→ **Work to complete**:
Starting at the line that contains "the blue water." and stopping at the end of the records, write those lines out again with their requests, scaling every point coordinate in the answers by 2.25 and rounding each to a whole number, halves up.

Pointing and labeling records
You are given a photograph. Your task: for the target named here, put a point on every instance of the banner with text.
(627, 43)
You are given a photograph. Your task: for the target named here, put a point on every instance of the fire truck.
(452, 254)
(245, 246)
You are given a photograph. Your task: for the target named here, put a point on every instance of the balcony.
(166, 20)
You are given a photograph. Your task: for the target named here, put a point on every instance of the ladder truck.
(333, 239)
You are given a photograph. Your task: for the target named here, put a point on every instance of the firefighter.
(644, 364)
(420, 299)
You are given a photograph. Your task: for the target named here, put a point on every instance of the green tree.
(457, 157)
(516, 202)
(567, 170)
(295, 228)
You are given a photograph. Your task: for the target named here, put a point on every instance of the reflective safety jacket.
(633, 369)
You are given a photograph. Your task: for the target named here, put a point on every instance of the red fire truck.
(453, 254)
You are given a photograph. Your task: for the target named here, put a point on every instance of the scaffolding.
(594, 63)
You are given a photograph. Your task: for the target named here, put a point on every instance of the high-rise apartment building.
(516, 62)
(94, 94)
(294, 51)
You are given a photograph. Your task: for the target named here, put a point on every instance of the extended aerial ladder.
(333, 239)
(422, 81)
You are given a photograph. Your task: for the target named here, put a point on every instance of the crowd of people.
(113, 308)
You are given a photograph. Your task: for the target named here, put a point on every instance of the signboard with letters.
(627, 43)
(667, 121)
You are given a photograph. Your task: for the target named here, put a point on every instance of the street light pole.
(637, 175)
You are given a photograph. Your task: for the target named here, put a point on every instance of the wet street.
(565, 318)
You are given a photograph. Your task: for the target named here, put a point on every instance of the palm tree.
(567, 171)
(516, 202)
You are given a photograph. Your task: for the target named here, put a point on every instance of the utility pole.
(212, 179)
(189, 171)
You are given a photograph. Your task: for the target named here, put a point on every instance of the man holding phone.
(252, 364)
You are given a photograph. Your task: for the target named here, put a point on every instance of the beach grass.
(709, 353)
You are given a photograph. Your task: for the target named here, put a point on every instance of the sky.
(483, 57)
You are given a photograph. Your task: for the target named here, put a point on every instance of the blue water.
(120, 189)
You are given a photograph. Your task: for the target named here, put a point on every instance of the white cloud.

→ **Solution to this problem**:
You are given a photograph. Your task: for the target named here, put a point on every instance of the blue water.
(270, 425)
You are given a photograph. Your task: for the target named here, put a point on every instance of the white cloud.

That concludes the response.